Geçenlerde bir yazımda atalarımız
için "Gerçekten harbi insanlarmış, yeri geldiği zaman öylesine okkalı
sözler söylemişler ki, söyledikleri her söz tam on ikiden isabet ediyor."
demiştim.
Evet evet ! Bir kez daha haklı
çıktım.Ve bundan sonra da haklı çıkmaya devam edeceğim galiba.
Bakın size bir iki güzel ve anlamlı
söz;
" Ne ekersen onu
biçersin!"
"Kır atın yanında duran ya
huyundan ya suyundan…"
"Üzüm üzüme baka baka
kararır."
"İtle yatan bitle
kalkar!"
Vs. vs…
Bakın C.G. Salzman isminde bir
yazar var. Hepiniz bilirsiniz.
Çok orijinal bir kitap yazmış;
"Çocuğunuzu Kötü Eğitime
Yolları" diye.
Olay Salzman'dan yorumlamak benden.
Bu arada atalarımızı da unutmamak gerekir.
Yeri geldikçe onların o ihtişamlı
sözlerine/savlarına/ başvuracağız.
Öncelikli söz, "Ne ekersen onu
biçersin"
Bizim garip huylarımız vardır.
Aslına bakarsanız ne çiftçilikten anlarız ne de ekinden.
Konuşmasını, hele hele ahkâm
kesmesini çok severiz. Bal kaymak yercesine konuşur, attı mı da mangalda hiç
kül bırakmayız.
En sevdiğimiz iştir bu!
…
Kadının huyu kötü.
Hani derler ya "Can çıkar huy
çıkmaz." diye (Bakın, yine atalarımıza müracaat ettik.)
Cimri mi cimri…Komşuların değişmez
baş belası.
Kendisi hemen hemen her gün komşu
gezmelerine gider; ama şöyle adam gibi bir davette bulunmaz. O yüzden de evine
kimse gelmez.
Yanılsa şaşsa da kapıya biri gelse,
küçük oğlunu gönderir, "Hadi oğlum kapıya bak. Annem evde yok sokağa çıktı
de." diye savuştururdu komşuyu.
Böylelerinin kapısına ne melek ne
de kelek uğramaz ya! Hani yolunu şaşırsa da bir dilenci gelse, yine küçük
oğlunu gönderir, " Git, biz çok fakiriz de. Bizim de yiyecek ekmeğimiz
yok, biz de yardıma muhtacız, de…" diye söyletirdi.
Bu cimri kadının yalancılığıyla
beraber bir de tembelliği meşhurdu.
Uykuyu çok sever, işe doğru dürüst
hiç gitmez, evin birkaç günlük bulaşıkları yıkanacak dururdu.
Hani ne demişler, " Teker
ortadan kesmiş, yarısı..." Bu kadının kocası da benzer özelliklere
sahipmiş.
Salzman, olayı biraz daha acıklı
hale getiriyor ve bu anne-babaya olabilecek bilumum olumsuzlukları da yüklüyor.
Biz o kadar abartılmaması
gerektiğine inanıyoruz; çünkü bu kadarı da bir çocuğu maddi manevi yok etmek
için kâfidir.
Çoğu zaman farkına varmıyoruz.

→ **Etkinlik**: Okuma metninin "Aslına bakarsanız ne" ile başlayıp "baş belası." ile biten kısmını hiçbir değişiklik yapmadan yazınız.

Bir veri kümesinde listelenen öğeler:
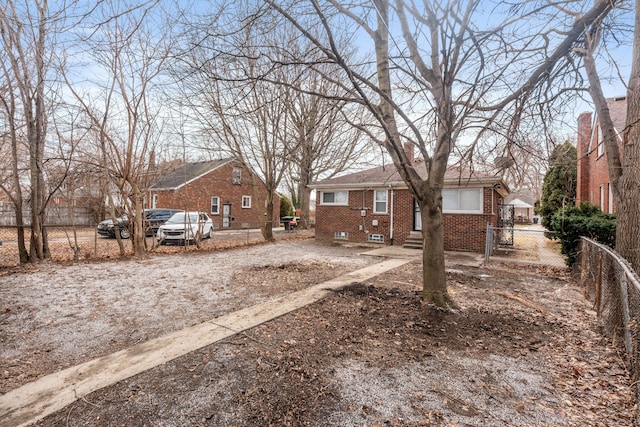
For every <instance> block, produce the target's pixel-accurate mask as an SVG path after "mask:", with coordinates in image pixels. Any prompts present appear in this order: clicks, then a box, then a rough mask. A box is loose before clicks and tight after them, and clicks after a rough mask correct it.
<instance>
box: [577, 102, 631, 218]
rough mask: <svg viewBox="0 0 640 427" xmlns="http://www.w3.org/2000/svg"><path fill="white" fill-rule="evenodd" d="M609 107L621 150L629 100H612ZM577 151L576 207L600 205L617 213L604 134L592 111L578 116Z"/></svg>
mask: <svg viewBox="0 0 640 427" xmlns="http://www.w3.org/2000/svg"><path fill="white" fill-rule="evenodd" d="M607 104H608V106H609V113H610V114H611V119H612V120H613V125H614V127H615V130H616V132H617V134H618V145H619V147H620V150H622V134H621V132H622V130H623V129H624V127H625V123H626V119H627V99H626V98H625V97H618V98H609V99H607ZM576 149H577V155H578V170H577V175H578V183H577V188H576V204H577V205H579V204H580V202H589V203H591V204H594V205H596V206H599V207H600V209H602V211H603V212H608V213H613V212H615V209H616V208H615V205H614V203H613V191H612V188H611V185H610V183H609V168H608V166H607V155H606V153H605V152H604V144H603V141H602V133H601V132H600V125H599V124H598V119H597V117H595V118H594V115H593V114H592V113H591V112H585V113H582V114H580V115H579V116H578V143H577V147H576ZM621 152H622V151H621Z"/></svg>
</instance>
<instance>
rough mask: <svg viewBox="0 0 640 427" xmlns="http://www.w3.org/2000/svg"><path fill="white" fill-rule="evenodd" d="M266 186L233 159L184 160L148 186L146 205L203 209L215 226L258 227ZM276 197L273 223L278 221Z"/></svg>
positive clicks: (275, 198) (242, 166) (223, 226)
mask: <svg viewBox="0 0 640 427" xmlns="http://www.w3.org/2000/svg"><path fill="white" fill-rule="evenodd" d="M266 196H267V189H266V187H265V185H264V182H263V181H262V180H261V179H260V178H259V177H257V176H256V175H255V174H254V173H253V172H252V171H251V170H249V169H248V168H247V167H246V166H244V165H243V164H241V163H240V162H238V161H236V160H234V159H220V160H212V161H208V162H197V163H186V164H183V165H181V166H179V167H177V168H175V169H174V170H172V171H170V172H168V173H167V174H165V175H164V176H163V177H162V178H161V179H160V180H159V181H158V182H157V183H156V184H155V185H153V186H152V187H151V188H150V189H149V195H148V198H147V204H148V207H149V208H171V209H184V210H190V211H200V212H207V213H208V214H209V215H210V216H211V218H212V219H213V225H214V228H216V229H218V228H219V229H242V228H259V227H260V226H261V223H262V221H264V218H265V217H266V212H265V201H266ZM279 217H280V198H279V197H278V196H277V195H276V196H275V198H274V203H273V223H274V226H277V225H278V224H279V223H280V218H279Z"/></svg>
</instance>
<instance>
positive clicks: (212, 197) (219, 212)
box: [211, 196, 220, 215]
mask: <svg viewBox="0 0 640 427" xmlns="http://www.w3.org/2000/svg"><path fill="white" fill-rule="evenodd" d="M213 199H216V200H217V203H216V207H217V209H216V211H215V212H214V211H213ZM211 215H220V196H211Z"/></svg>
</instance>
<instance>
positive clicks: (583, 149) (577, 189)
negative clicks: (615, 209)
mask: <svg viewBox="0 0 640 427" xmlns="http://www.w3.org/2000/svg"><path fill="white" fill-rule="evenodd" d="M591 117H592V115H591V113H590V112H586V113H582V114H580V115H579V116H578V141H577V146H576V150H577V154H578V170H577V174H578V182H577V183H576V205H577V206H579V205H580V202H588V201H589V200H590V196H589V181H590V175H589V173H590V164H589V142H590V140H591V133H592V118H591Z"/></svg>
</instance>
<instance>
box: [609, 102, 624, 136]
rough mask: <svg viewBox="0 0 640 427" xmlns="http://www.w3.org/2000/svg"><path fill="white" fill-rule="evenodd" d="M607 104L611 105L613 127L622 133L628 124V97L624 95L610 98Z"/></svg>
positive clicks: (609, 108) (619, 132) (610, 109)
mask: <svg viewBox="0 0 640 427" xmlns="http://www.w3.org/2000/svg"><path fill="white" fill-rule="evenodd" d="M607 106H608V107H609V114H610V115H611V120H612V121H613V127H614V128H615V129H616V132H618V134H620V135H622V132H623V131H624V128H625V126H626V125H627V98H626V97H624V96H620V97H617V98H608V99H607Z"/></svg>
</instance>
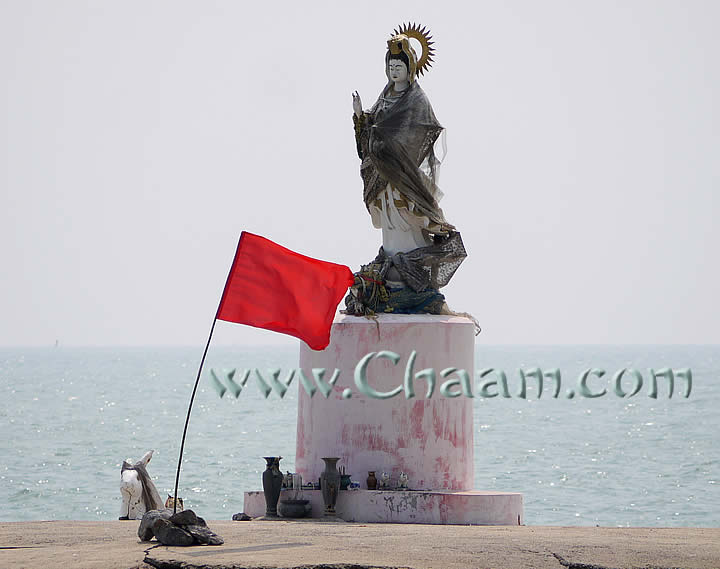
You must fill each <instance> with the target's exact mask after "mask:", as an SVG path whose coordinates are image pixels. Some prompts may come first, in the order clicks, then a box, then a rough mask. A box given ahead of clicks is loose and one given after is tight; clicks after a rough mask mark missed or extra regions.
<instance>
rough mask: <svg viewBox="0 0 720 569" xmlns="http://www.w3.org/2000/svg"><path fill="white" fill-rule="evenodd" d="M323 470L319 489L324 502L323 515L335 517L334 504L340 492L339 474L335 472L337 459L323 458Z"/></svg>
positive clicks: (320, 477) (338, 472) (334, 509)
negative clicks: (323, 467)
mask: <svg viewBox="0 0 720 569" xmlns="http://www.w3.org/2000/svg"><path fill="white" fill-rule="evenodd" d="M323 460H324V461H325V470H323V473H322V474H321V475H320V489H321V490H322V494H323V502H325V515H326V516H334V515H335V503H336V502H337V495H338V491H339V490H340V473H339V472H338V470H337V461H338V460H340V458H339V457H327V458H323Z"/></svg>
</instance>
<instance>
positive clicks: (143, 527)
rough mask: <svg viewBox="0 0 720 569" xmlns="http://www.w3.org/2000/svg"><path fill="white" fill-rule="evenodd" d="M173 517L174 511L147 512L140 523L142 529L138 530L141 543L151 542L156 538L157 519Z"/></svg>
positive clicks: (171, 510) (166, 519) (159, 511)
mask: <svg viewBox="0 0 720 569" xmlns="http://www.w3.org/2000/svg"><path fill="white" fill-rule="evenodd" d="M170 516H172V510H150V511H149V512H145V514H144V515H143V517H142V520H141V521H140V527H139V528H138V537H139V538H140V540H141V541H150V540H151V539H152V538H153V537H155V533H153V529H152V527H153V524H154V523H155V520H157V519H165V520H167V519H169V518H170Z"/></svg>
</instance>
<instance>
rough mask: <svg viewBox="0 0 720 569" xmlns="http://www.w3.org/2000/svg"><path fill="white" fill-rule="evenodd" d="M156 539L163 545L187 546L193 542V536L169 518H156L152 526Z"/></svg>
mask: <svg viewBox="0 0 720 569" xmlns="http://www.w3.org/2000/svg"><path fill="white" fill-rule="evenodd" d="M152 529H153V533H154V534H155V537H156V538H157V540H158V541H159V542H160V543H162V544H163V545H180V546H187V545H192V544H193V543H194V541H195V540H194V539H193V536H192V535H190V534H189V533H188V532H186V531H185V530H184V529H183V528H181V527H180V526H176V525H175V524H173V523H172V522H171V521H170V520H167V519H165V518H157V519H156V520H155V523H154V524H153V526H152Z"/></svg>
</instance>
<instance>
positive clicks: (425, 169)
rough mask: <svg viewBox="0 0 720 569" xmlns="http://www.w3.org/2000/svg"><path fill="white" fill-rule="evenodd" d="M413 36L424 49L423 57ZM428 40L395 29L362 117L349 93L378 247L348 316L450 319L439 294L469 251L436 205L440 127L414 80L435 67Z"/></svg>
mask: <svg viewBox="0 0 720 569" xmlns="http://www.w3.org/2000/svg"><path fill="white" fill-rule="evenodd" d="M411 38H412V39H415V40H417V41H419V42H420V44H421V46H422V55H421V56H420V58H418V56H417V54H416V53H415V50H414V49H413V47H412V46H411V45H410V39H411ZM431 38H432V36H430V34H429V32H428V31H427V30H425V28H422V29H421V28H420V26H416V25H414V24H413V25H412V26H410V25H407V26H400V27H399V28H398V29H397V30H395V33H394V35H393V36H392V37H391V38H390V40H388V42H387V43H388V50H387V53H386V55H385V73H386V75H387V78H388V82H387V84H386V85H385V88H384V89H383V90H382V92H381V93H380V96H379V97H378V100H377V101H376V103H375V104H374V105H373V107H372V108H371V109H370V110H368V111H364V110H363V108H362V101H361V99H360V95H359V94H358V93H357V91H356V92H355V93H353V110H354V114H353V121H354V123H355V137H356V142H357V150H358V155H359V156H360V159H361V164H360V175H361V177H362V180H363V185H364V190H363V198H364V201H365V206H366V207H367V210H368V212H369V213H370V217H371V219H372V223H373V225H374V226H375V227H376V228H379V229H381V230H382V243H383V244H382V247H381V248H380V252H379V253H378V255H377V257H376V258H375V259H374V260H373V261H372V262H371V263H369V264H368V265H365V266H363V267H362V269H361V270H360V271H359V272H358V273H356V274H355V285H353V287H351V293H350V294H349V295H348V296H347V298H346V299H345V305H346V310H345V312H346V313H347V314H354V315H372V314H375V313H378V312H391V313H395V314H418V313H426V314H454V313H453V312H451V311H450V309H449V308H448V307H447V304H446V303H445V297H444V296H443V295H442V294H440V292H439V290H438V289H440V288H441V287H443V286H445V285H446V284H448V282H449V281H450V278H451V277H452V276H453V274H454V273H455V271H456V270H457V268H458V267H459V266H460V263H462V261H463V259H465V257H466V252H465V248H464V246H463V243H462V239H461V238H460V233H458V231H457V230H456V229H455V226H454V225H452V224H451V223H449V222H448V221H447V220H446V219H445V215H444V214H443V211H442V209H440V206H439V205H438V201H439V200H440V198H441V197H442V192H441V191H440V189H439V188H438V186H437V177H438V169H439V167H440V162H441V160H442V158H443V156H441V157H438V156H436V153H435V143H436V142H437V141H438V139H439V137H440V135H441V133H442V131H443V127H442V126H441V125H440V123H439V122H438V121H437V119H436V118H435V113H434V112H433V109H432V106H431V105H430V101H429V100H428V98H427V96H426V95H425V93H424V91H423V90H422V89H421V88H420V85H419V84H418V82H417V78H418V75H422V74H424V72H425V71H426V70H427V69H428V68H429V67H430V66H431V65H432V61H433V55H434V48H433V47H432V46H433V43H434V42H432V41H430V40H431Z"/></svg>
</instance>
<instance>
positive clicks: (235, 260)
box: [173, 231, 245, 514]
mask: <svg viewBox="0 0 720 569" xmlns="http://www.w3.org/2000/svg"><path fill="white" fill-rule="evenodd" d="M244 234H245V232H244V231H243V232H242V233H241V234H240V238H239V239H238V244H237V248H236V249H235V257H234V258H233V262H232V265H230V270H229V271H228V276H227V278H226V279H225V287H224V288H223V295H222V296H221V297H220V302H219V303H218V308H217V310H216V311H215V318H213V325H212V327H211V328H210V335H209V336H208V341H207V344H205V351H204V352H203V357H202V359H201V360H200V368H199V369H198V375H197V378H196V379H195V387H193V393H192V395H191V396H190V405H188V414H187V417H186V418H185V428H184V429H183V438H182V442H181V443H180V456H178V468H177V472H176V474H175V492H174V493H173V498H174V501H175V503H174V504H173V514H175V513H176V512H177V503H178V499H177V488H178V483H179V482H180V466H181V465H182V455H183V450H184V449H185V436H186V435H187V427H188V424H189V423H190V413H191V412H192V404H193V401H195V393H197V387H198V385H199V384H200V376H201V374H202V368H203V365H205V356H207V351H208V348H209V347H210V340H212V334H213V332H214V331H215V324H216V322H217V317H218V315H219V314H220V309H221V308H222V303H223V300H225V293H226V292H227V287H228V282H229V281H230V275H231V274H232V271H233V268H234V267H235V261H236V260H237V256H238V253H239V252H240V242H241V241H242V237H243V235H244Z"/></svg>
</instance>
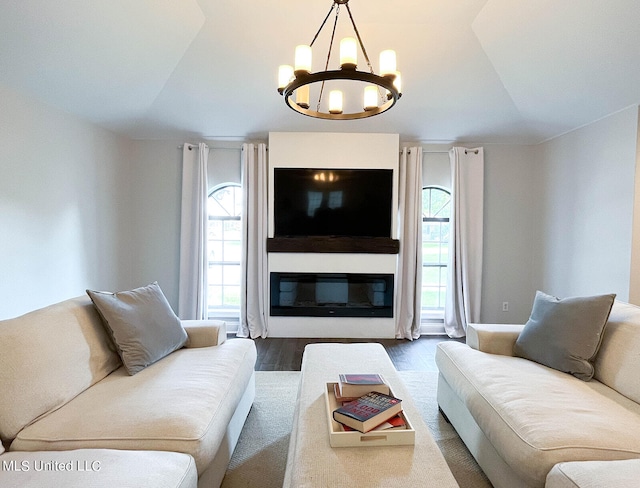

→ **Cevap**:
Aslına bakarsanız ne çiftçilikten anlarız ne de ekinden.
Konuşmasını, hele hele ahkâm
kesmesini çok severiz. Bal kaymak yercesine konuşur, attı mı da mangalda hiç
kül bırakmayız.
En sevdiğimiz iştir bu!
…
Kadının huyu kötü.
Hani derler ya "Can çıkar huy
çıkmaz." diye (Bakın, yine atalarımıza müracaat ettik.)
Cimri mi cimri…Komşuların değişmez
baş belası.